Aim of the task> Please return every line below that contains the string "dirt".

Records from a data collection
+-------+
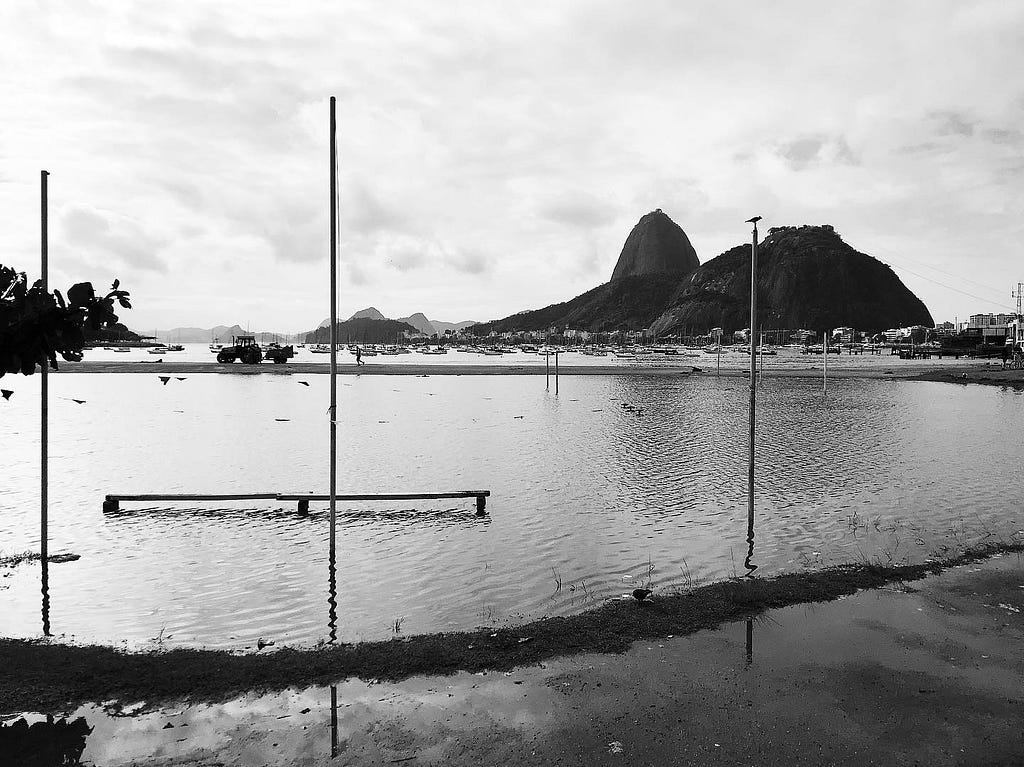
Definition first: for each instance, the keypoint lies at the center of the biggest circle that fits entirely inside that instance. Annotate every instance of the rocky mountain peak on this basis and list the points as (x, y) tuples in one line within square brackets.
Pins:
[(656, 246)]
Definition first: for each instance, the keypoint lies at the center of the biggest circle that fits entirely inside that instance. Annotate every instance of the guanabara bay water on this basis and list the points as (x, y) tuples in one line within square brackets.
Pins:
[(615, 481)]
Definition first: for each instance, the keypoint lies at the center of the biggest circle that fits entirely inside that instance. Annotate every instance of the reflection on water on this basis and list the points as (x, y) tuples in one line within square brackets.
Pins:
[(748, 560), (332, 602), (614, 480), (45, 588), (334, 721), (750, 641)]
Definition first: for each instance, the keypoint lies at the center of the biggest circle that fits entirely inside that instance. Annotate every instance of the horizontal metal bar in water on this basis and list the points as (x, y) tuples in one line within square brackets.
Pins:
[(384, 496), (193, 497)]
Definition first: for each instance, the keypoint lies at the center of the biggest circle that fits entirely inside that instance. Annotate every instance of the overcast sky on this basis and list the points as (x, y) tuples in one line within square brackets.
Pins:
[(494, 156)]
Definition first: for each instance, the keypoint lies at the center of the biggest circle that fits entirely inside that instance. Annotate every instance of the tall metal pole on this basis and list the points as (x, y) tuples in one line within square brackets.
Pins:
[(44, 393), (754, 373), (334, 328), (824, 369)]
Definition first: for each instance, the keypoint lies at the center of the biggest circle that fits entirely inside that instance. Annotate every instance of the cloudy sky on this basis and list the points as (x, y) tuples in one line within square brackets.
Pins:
[(495, 155)]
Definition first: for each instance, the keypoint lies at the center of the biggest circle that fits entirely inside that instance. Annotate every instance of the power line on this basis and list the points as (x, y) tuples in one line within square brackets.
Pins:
[(948, 273), (957, 290)]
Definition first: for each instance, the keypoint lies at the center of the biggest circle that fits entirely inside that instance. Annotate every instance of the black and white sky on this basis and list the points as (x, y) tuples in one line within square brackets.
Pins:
[(495, 155)]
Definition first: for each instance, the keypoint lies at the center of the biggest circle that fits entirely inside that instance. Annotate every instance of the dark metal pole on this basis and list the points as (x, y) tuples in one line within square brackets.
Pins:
[(44, 393), (754, 371), (334, 328)]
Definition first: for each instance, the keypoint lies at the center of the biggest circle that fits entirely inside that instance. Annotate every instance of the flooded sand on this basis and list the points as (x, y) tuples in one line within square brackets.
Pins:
[(930, 675), (619, 480)]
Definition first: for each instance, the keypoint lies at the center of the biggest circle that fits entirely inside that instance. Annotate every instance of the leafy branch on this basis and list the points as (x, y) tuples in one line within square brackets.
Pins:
[(37, 325)]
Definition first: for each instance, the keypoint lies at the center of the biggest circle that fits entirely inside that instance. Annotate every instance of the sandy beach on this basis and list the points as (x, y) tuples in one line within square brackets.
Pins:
[(960, 371)]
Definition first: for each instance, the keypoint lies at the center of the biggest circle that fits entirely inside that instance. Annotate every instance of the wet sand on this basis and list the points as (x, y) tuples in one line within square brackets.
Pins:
[(978, 372), (924, 673)]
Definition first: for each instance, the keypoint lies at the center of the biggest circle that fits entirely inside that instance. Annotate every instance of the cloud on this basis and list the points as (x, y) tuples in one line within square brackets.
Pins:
[(516, 141), (952, 124), (366, 214), (102, 235), (809, 151), (578, 210)]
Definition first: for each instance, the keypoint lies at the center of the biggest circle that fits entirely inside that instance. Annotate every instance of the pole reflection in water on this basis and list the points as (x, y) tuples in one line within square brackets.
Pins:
[(46, 598), (334, 721), (750, 641), (750, 552), (332, 601)]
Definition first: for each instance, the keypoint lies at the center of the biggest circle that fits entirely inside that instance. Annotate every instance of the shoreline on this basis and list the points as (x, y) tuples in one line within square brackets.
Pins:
[(49, 677), (960, 373)]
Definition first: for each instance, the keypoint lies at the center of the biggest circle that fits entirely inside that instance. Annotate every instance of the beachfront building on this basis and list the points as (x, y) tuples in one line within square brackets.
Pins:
[(844, 335), (1015, 333), (989, 328)]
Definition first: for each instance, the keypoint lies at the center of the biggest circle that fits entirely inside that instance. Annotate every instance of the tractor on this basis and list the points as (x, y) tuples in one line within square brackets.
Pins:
[(244, 348)]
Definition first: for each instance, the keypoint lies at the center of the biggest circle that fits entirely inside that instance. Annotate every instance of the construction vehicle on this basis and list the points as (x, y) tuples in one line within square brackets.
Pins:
[(246, 349)]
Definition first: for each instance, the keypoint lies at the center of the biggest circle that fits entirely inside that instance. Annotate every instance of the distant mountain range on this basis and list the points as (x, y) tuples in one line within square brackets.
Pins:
[(361, 330), (220, 333), (807, 278), (418, 321)]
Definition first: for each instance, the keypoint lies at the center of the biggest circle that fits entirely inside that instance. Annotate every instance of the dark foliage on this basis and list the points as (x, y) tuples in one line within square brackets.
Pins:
[(43, 743), (36, 325)]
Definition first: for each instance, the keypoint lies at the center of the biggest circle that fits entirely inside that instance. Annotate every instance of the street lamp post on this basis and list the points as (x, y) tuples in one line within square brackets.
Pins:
[(754, 371)]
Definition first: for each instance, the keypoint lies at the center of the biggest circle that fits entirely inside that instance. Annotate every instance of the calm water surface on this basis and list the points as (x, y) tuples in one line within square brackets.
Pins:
[(589, 496)]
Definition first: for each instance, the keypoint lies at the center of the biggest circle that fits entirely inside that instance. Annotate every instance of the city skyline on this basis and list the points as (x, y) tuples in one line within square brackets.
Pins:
[(494, 159)]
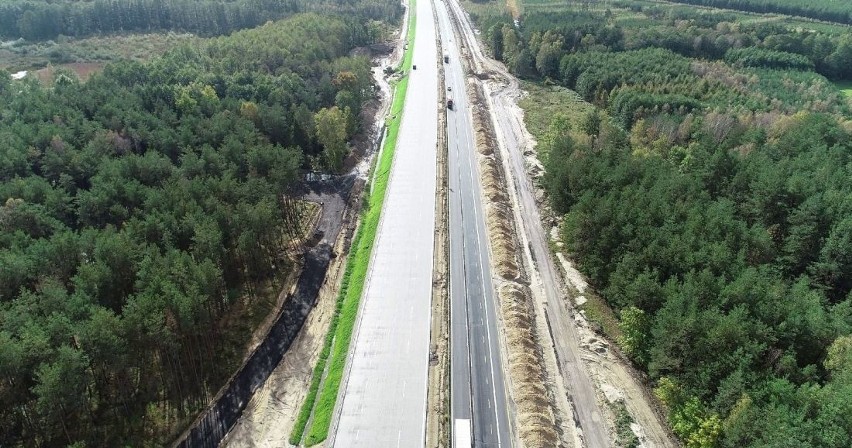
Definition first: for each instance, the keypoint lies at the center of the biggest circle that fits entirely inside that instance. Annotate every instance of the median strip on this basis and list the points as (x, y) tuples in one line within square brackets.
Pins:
[(322, 394)]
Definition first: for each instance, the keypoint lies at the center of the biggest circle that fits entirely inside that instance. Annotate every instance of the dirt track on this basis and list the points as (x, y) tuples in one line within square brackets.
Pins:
[(269, 417), (589, 374)]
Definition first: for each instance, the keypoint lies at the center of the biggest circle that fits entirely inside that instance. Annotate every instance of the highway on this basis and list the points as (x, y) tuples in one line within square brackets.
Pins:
[(478, 387), (383, 396), (565, 337)]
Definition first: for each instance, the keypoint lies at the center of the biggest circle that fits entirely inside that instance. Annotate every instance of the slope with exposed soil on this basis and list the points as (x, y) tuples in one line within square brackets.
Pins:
[(582, 369)]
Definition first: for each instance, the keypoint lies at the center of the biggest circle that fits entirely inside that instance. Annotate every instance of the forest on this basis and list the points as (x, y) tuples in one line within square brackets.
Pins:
[(40, 20), (139, 210), (707, 198)]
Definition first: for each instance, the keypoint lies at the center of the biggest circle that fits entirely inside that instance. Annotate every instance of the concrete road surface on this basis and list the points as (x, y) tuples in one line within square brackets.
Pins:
[(478, 387), (565, 338), (384, 396)]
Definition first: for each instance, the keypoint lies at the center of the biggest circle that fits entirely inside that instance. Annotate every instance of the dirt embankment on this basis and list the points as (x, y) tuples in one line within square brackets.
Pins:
[(536, 421), (438, 396)]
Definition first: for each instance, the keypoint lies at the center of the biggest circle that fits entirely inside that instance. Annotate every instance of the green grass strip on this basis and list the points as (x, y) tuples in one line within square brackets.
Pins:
[(336, 344)]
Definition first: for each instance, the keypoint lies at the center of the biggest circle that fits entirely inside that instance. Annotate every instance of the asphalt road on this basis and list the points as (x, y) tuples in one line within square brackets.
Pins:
[(478, 387), (383, 398), (565, 337)]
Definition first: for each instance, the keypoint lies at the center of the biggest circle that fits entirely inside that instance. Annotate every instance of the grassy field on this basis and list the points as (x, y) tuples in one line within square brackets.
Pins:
[(322, 394)]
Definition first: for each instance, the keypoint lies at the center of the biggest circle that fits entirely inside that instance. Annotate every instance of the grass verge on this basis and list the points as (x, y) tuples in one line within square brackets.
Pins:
[(845, 87), (322, 395)]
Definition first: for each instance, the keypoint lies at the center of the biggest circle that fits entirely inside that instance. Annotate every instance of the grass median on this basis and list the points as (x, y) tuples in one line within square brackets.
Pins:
[(322, 395)]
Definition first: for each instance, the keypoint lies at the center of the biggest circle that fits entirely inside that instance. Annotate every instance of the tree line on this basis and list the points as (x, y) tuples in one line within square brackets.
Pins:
[(535, 49), (42, 20), (707, 198), (139, 209)]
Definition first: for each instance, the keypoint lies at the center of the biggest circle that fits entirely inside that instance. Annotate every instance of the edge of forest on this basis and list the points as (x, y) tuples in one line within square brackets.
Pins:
[(320, 403)]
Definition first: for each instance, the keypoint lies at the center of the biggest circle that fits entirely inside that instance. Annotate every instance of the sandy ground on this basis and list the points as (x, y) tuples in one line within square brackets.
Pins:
[(611, 377), (438, 394)]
+-------+
The answer>
Definition first: for each instance, the keypoint lies at the center of the biggest circle that fits entirely inside that instance. Annotate every instance of the dirt track on this basis and list the points as (x, y) tuples in one line within square brackets.
Definition first: for each instance, the keypoint lies at the center of the biggest circle that fits entirely inside that instance. Annotate every instance of the dirt embankment on this basis and list the points as (x, y) tuples in one line within square brackets.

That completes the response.